** start **
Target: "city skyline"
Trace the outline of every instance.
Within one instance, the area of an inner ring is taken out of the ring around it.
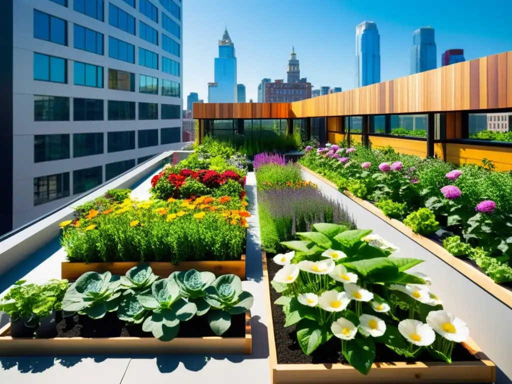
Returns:
[[[426,9],[411,3],[406,10],[398,0],[386,4],[369,0],[364,5],[325,0],[314,7],[302,0],[279,3],[262,0],[258,7],[229,0],[200,6],[198,0],[189,0],[183,18],[189,18],[194,27],[183,35],[183,93],[196,92],[200,98],[207,99],[218,36],[226,26],[237,44],[238,81],[246,86],[246,99],[255,101],[262,79],[286,78],[286,63],[292,45],[300,53],[301,71],[315,89],[326,84],[339,85],[344,90],[353,89],[355,29],[365,20],[375,22],[380,35],[381,81],[410,74],[413,33],[423,26],[436,29],[438,68],[441,53],[454,47],[464,49],[467,60],[510,50],[512,30],[496,23],[483,10],[495,7],[506,13],[512,10],[512,5],[504,0],[489,2],[485,6],[476,3],[468,6],[467,2],[461,0],[449,4],[433,0]],[[293,18],[283,17],[290,7],[296,17],[311,20],[311,28],[294,28]],[[439,8],[443,12],[436,10]],[[240,14],[250,17],[240,18]],[[326,14],[342,22],[312,26],[315,20]],[[272,28],[265,27],[270,25]]]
** end **
Work to be completed: Copy the entries above word for word, including every line of coordinates, but leave out the pictures.

Solution for this task:
Target: "city skyline"
Trace the outline of every instance.
Within one instance, the area of an inner ring is taken out of the ring around it.
Returns:
[[[426,9],[411,3],[406,10],[398,0],[386,4],[369,0],[364,5],[325,0],[314,7],[302,0],[279,3],[262,0],[258,7],[229,0],[200,6],[198,0],[189,0],[183,18],[189,18],[194,27],[183,35],[183,93],[196,92],[200,98],[207,99],[218,36],[226,26],[237,44],[238,81],[246,86],[246,99],[255,101],[262,79],[286,78],[286,63],[292,45],[300,53],[301,71],[315,89],[326,84],[339,85],[344,90],[353,89],[355,29],[365,20],[375,22],[380,35],[381,81],[410,74],[413,33],[423,26],[436,29],[438,68],[441,53],[454,47],[464,49],[467,60],[510,50],[512,30],[496,23],[483,10],[495,7],[506,13],[512,10],[512,5],[504,0],[489,2],[485,6],[476,3],[468,6],[467,2],[461,0],[449,4],[433,0]],[[293,18],[283,17],[290,7],[296,17],[311,20],[311,28],[294,28]],[[439,8],[443,12],[436,10]],[[240,14],[250,17],[240,18]],[[326,14],[342,22],[312,26],[315,20]],[[272,28],[265,27],[270,25]]]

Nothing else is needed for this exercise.